**EXERCISE GOAL**
Quote only the span from the first line of the entries to the line containing "97, row 621", both ends kept. Leave every picture out.

**Source records**

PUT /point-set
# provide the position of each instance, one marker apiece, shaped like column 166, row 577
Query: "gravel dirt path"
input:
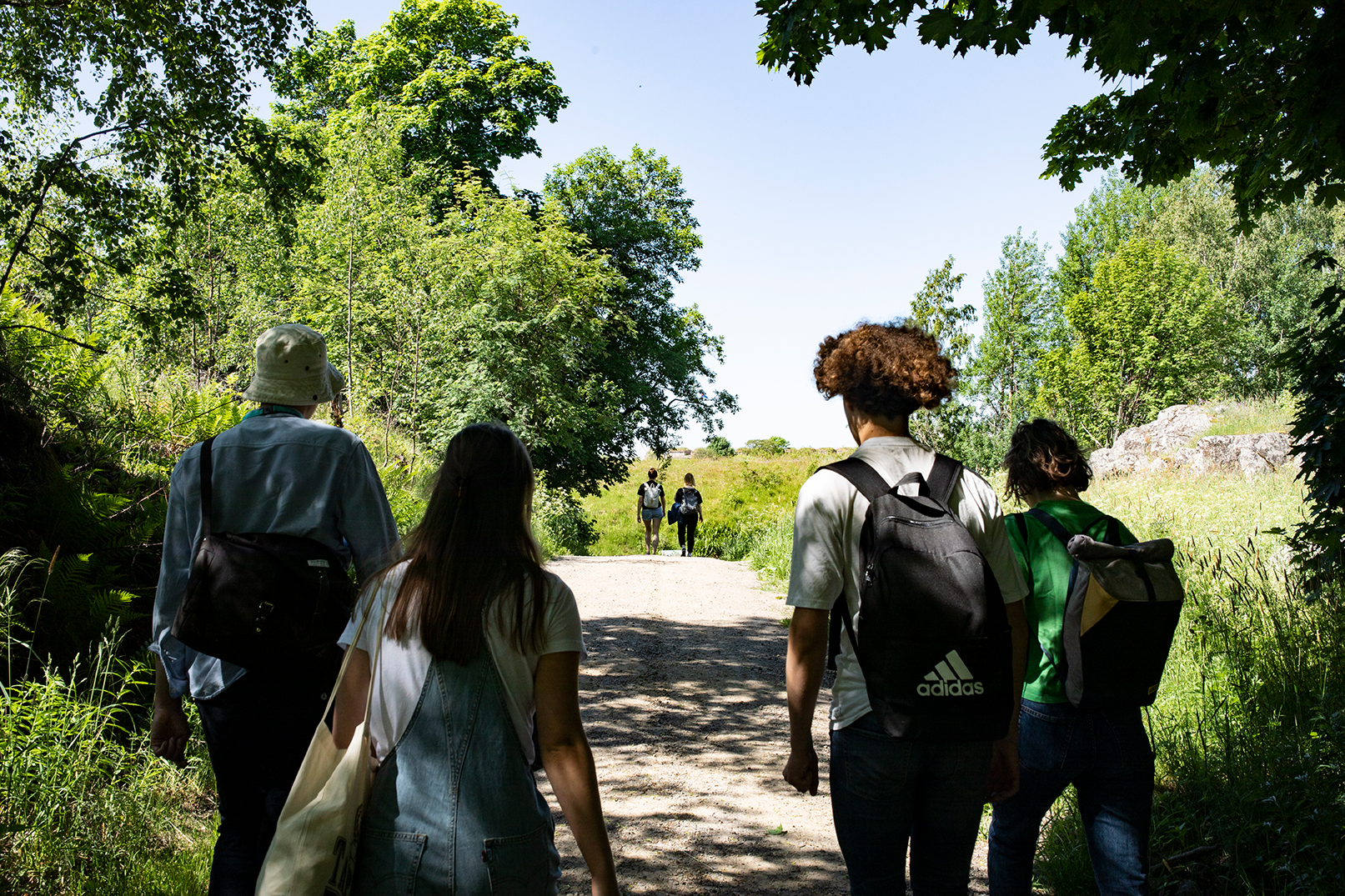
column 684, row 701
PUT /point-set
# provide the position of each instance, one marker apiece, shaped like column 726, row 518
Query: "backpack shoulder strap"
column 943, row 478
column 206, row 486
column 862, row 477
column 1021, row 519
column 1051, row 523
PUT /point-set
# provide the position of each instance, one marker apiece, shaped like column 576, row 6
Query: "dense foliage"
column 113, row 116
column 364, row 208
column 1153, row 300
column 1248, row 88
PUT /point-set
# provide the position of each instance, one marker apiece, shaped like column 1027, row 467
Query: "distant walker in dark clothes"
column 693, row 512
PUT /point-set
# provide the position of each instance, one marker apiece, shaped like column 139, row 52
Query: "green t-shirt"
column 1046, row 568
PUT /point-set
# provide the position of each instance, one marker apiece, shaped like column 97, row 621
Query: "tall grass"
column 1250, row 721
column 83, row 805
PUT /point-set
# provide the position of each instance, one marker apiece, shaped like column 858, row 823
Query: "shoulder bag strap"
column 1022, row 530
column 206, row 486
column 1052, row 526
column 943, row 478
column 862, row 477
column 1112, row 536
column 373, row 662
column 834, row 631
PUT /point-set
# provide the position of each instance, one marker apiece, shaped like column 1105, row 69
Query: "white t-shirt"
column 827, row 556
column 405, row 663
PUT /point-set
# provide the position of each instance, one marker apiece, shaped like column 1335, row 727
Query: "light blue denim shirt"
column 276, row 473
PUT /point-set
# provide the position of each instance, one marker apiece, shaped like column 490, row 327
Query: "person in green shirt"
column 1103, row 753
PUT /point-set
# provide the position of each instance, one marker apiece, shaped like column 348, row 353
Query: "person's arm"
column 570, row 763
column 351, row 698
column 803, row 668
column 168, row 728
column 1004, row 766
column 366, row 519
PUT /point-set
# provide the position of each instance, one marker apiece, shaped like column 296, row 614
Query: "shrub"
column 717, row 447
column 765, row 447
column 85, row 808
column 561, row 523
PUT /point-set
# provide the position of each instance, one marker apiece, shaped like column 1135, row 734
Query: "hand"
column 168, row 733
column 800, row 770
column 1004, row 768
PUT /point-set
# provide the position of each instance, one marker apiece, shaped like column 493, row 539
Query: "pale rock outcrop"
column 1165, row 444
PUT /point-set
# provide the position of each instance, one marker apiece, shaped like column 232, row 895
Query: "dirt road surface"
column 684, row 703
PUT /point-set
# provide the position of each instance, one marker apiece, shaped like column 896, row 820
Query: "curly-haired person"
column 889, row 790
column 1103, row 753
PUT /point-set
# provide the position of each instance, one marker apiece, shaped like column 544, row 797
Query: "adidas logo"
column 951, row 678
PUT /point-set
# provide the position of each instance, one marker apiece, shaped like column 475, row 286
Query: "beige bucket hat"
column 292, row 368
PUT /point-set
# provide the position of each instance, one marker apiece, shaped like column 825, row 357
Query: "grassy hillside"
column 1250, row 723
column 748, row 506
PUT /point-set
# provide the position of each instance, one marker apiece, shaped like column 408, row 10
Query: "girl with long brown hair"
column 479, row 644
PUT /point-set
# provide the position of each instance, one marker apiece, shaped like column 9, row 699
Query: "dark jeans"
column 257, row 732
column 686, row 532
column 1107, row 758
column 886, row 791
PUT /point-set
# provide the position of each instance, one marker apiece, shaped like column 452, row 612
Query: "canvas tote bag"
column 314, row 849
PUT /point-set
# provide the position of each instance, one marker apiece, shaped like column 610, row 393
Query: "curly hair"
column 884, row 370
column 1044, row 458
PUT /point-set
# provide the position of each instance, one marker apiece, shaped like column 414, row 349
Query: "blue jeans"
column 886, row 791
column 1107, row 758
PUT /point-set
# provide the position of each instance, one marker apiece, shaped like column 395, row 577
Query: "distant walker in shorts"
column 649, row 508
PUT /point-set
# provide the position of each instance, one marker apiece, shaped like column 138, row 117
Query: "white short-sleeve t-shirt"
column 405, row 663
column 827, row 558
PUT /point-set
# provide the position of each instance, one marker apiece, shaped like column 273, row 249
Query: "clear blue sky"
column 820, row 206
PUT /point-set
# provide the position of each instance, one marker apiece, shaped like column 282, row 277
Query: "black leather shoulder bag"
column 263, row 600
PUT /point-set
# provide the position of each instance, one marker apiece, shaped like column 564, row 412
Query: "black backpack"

**RESPONSE AREA**
PUT /point-set
# provide the position of each instance, one marker apiece, shaped like column 166, row 577
Query: "gravel dirt path"
input:
column 684, row 701
PUT /point-set
# provide the position of each instance, one marker apiece, shaped like column 726, row 518
Query: "backpack shoulder strap"
column 943, row 478
column 206, row 486
column 862, row 477
column 1021, row 519
column 1051, row 523
PUT /point-set
# provide the position of each instance, one marker apiece, shaped like column 576, row 6
Query: "dense foliage"
column 113, row 116
column 364, row 208
column 1153, row 300
column 1248, row 88
PUT /point-set
# provide the position of each instance, one marker apiece, shaped like column 1027, row 467
Query: "distant walker in dark clothes"
column 693, row 512
PUT /point-set
# provide the position of each instance, one marker apiece, shaped like column 139, row 52
Query: "green t-shirt"
column 1046, row 568
PUT /point-set
# provide the position of each instance, one marker apiece, shaped like column 97, row 621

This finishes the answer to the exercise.